#### Given exercise
Copy exactly the lines from the "[tag] large tree (a dot for each instance)" line to the end, both included, and nothing else.

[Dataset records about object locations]
# # #

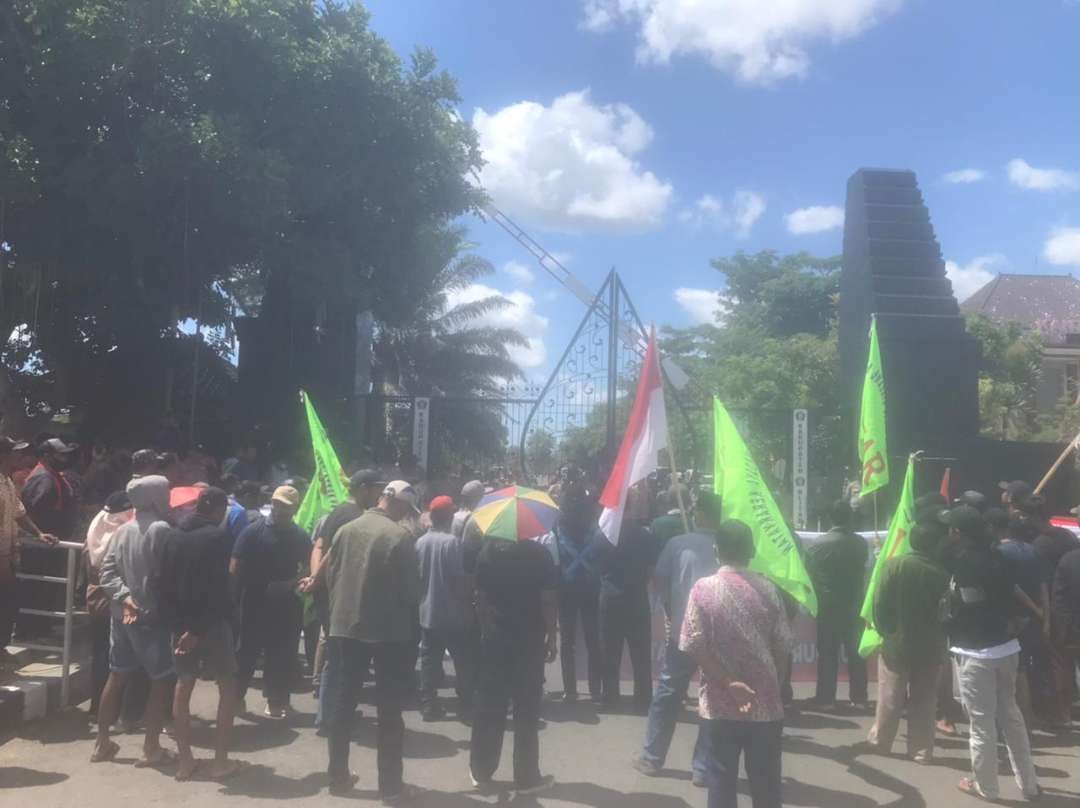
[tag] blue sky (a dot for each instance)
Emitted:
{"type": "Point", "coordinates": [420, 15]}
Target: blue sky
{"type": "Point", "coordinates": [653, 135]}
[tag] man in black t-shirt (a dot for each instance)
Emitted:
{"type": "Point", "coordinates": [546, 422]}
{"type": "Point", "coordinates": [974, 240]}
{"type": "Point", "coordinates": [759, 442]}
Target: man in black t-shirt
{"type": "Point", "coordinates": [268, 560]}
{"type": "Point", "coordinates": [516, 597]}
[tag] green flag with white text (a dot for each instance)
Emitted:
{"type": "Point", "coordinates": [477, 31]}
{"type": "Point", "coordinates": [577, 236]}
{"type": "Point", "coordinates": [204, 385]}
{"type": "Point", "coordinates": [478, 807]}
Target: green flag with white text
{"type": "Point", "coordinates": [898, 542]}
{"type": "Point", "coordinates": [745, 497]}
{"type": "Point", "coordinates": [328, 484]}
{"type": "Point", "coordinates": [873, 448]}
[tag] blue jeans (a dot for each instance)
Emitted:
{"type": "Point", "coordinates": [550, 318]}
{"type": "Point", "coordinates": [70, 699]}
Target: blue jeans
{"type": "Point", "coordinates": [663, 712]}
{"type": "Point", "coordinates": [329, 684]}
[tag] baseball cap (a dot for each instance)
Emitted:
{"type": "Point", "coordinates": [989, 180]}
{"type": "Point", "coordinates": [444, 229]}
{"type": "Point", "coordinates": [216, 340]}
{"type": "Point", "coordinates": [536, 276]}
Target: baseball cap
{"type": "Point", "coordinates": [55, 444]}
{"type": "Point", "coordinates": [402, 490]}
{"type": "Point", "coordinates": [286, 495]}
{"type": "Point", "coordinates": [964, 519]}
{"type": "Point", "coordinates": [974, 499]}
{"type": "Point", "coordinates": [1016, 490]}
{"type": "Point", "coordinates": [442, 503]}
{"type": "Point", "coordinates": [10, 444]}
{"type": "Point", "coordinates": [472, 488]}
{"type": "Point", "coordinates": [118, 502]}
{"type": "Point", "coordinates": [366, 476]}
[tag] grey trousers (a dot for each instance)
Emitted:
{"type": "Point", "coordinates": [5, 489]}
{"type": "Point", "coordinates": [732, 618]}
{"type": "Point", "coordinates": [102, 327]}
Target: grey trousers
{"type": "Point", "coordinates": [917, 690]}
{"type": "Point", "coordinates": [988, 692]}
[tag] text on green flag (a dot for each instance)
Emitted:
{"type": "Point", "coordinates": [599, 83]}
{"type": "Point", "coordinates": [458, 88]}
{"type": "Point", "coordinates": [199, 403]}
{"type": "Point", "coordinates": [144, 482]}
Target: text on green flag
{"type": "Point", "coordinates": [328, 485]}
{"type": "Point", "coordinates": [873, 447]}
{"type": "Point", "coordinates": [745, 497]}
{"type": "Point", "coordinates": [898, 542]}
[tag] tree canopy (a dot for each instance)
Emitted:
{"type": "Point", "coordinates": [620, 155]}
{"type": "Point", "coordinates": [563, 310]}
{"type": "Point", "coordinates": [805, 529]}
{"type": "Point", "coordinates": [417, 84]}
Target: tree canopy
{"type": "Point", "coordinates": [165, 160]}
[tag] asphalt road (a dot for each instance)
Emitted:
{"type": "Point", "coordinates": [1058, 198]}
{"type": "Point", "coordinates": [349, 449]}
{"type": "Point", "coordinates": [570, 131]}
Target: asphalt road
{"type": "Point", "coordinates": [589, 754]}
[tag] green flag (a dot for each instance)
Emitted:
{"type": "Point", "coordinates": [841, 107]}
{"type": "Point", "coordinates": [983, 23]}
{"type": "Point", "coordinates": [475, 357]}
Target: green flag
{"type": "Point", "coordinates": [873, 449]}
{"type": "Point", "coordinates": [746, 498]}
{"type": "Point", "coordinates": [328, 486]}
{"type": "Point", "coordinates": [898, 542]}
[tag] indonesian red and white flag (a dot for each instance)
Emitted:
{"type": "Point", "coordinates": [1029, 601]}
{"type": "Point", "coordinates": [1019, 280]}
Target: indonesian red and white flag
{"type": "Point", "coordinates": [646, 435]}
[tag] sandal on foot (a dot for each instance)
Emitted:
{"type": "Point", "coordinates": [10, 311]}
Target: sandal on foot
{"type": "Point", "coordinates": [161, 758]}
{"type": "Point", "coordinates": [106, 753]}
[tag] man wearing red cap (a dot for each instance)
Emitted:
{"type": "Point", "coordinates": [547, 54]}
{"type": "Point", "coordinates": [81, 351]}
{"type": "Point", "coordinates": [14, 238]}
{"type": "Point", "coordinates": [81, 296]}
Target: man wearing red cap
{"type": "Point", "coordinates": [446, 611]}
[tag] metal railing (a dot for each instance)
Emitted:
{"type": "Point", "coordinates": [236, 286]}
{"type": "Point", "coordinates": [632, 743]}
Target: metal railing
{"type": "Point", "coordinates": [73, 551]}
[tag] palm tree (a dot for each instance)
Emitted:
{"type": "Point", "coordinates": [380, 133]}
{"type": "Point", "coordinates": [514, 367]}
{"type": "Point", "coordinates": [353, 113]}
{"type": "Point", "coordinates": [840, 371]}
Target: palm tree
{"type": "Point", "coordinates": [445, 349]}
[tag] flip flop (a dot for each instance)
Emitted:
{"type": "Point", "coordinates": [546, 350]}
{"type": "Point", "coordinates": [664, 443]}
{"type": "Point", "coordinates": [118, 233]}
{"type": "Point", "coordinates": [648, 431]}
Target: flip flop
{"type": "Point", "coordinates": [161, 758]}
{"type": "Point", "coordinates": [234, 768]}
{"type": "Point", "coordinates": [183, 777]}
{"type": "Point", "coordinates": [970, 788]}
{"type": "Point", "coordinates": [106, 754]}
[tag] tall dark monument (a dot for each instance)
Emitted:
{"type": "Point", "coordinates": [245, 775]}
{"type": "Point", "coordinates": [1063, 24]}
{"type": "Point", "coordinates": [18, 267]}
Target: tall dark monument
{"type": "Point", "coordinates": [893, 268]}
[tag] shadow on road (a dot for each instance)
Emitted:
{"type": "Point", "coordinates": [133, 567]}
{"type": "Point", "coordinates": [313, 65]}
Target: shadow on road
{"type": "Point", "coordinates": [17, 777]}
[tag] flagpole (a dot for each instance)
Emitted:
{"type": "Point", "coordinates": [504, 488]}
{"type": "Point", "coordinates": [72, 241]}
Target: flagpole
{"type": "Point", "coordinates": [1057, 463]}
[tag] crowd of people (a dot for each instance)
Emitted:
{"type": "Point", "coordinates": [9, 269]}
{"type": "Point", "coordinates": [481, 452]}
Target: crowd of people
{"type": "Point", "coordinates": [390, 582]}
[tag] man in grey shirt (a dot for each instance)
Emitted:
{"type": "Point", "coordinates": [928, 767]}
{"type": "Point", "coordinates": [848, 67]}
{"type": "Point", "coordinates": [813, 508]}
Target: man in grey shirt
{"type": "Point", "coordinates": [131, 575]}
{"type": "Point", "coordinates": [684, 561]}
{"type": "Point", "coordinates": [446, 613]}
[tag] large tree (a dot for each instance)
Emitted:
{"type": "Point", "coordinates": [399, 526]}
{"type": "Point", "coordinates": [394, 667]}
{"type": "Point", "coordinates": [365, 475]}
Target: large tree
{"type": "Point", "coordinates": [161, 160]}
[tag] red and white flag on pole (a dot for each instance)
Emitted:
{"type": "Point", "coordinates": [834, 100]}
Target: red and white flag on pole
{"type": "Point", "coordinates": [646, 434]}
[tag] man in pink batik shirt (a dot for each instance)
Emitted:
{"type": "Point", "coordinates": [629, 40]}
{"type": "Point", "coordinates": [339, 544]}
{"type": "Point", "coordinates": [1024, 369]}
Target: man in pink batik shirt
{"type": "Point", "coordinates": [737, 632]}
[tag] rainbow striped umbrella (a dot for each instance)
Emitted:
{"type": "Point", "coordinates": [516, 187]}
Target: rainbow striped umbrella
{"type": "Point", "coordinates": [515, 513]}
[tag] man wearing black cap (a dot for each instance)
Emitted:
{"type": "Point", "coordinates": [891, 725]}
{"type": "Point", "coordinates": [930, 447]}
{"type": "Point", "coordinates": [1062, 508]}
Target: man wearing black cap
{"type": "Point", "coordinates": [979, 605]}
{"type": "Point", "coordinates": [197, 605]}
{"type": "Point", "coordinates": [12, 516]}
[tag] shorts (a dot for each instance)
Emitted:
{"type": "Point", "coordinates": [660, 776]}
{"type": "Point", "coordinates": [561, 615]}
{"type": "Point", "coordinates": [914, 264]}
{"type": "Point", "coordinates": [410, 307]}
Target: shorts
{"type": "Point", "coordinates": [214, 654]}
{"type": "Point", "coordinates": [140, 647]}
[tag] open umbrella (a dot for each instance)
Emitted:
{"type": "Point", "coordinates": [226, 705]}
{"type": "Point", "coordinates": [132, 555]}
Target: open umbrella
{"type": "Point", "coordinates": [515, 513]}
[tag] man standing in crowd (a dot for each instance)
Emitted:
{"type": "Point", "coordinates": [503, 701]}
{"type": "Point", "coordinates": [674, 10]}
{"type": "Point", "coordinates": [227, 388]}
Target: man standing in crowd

# # #

#### Complete output
[tag] large tree (a dot for each instance)
Emitted:
{"type": "Point", "coordinates": [399, 526]}
{"type": "Point", "coordinates": [394, 667]}
{"type": "Point", "coordinates": [365, 475]}
Target: large tree
{"type": "Point", "coordinates": [161, 160]}
[tag] red and white flag on pole (a dot for each instance)
Emitted:
{"type": "Point", "coordinates": [834, 100]}
Target: red and white flag on pole
{"type": "Point", "coordinates": [646, 434]}
[tag] man in pink batik shirt (a dot for each instance)
Emitted:
{"type": "Point", "coordinates": [629, 40]}
{"type": "Point", "coordinates": [339, 544]}
{"type": "Point", "coordinates": [1024, 369]}
Target: man in pink batik shirt
{"type": "Point", "coordinates": [737, 632]}
[tag] rainbow striped umbrella (a dot for each instance)
Emitted:
{"type": "Point", "coordinates": [516, 187]}
Target: rainbow striped umbrella
{"type": "Point", "coordinates": [515, 513]}
[tag] man wearing black cap (a dot for each instance)
Emitted:
{"type": "Point", "coordinates": [891, 725]}
{"type": "Point", "coordinates": [930, 447]}
{"type": "Point", "coordinates": [1062, 508]}
Target: man wearing black cap
{"type": "Point", "coordinates": [979, 605]}
{"type": "Point", "coordinates": [197, 605]}
{"type": "Point", "coordinates": [12, 516]}
[tag] shorts (a dot for each instance)
Emitted:
{"type": "Point", "coordinates": [660, 776]}
{"type": "Point", "coordinates": [561, 615]}
{"type": "Point", "coordinates": [914, 264]}
{"type": "Point", "coordinates": [410, 307]}
Target: shorts
{"type": "Point", "coordinates": [214, 654]}
{"type": "Point", "coordinates": [140, 647]}
[tag] open umbrella (a dot for each instance)
Emitted:
{"type": "Point", "coordinates": [226, 705]}
{"type": "Point", "coordinates": [132, 555]}
Target: open umbrella
{"type": "Point", "coordinates": [515, 513]}
[tag] man standing in crowd (a dot for each instance)
Emitted:
{"type": "Point", "coordinates": [503, 701]}
{"type": "Point", "coordinates": [674, 10]}
{"type": "Point", "coordinates": [227, 388]}
Target: man standing in crowd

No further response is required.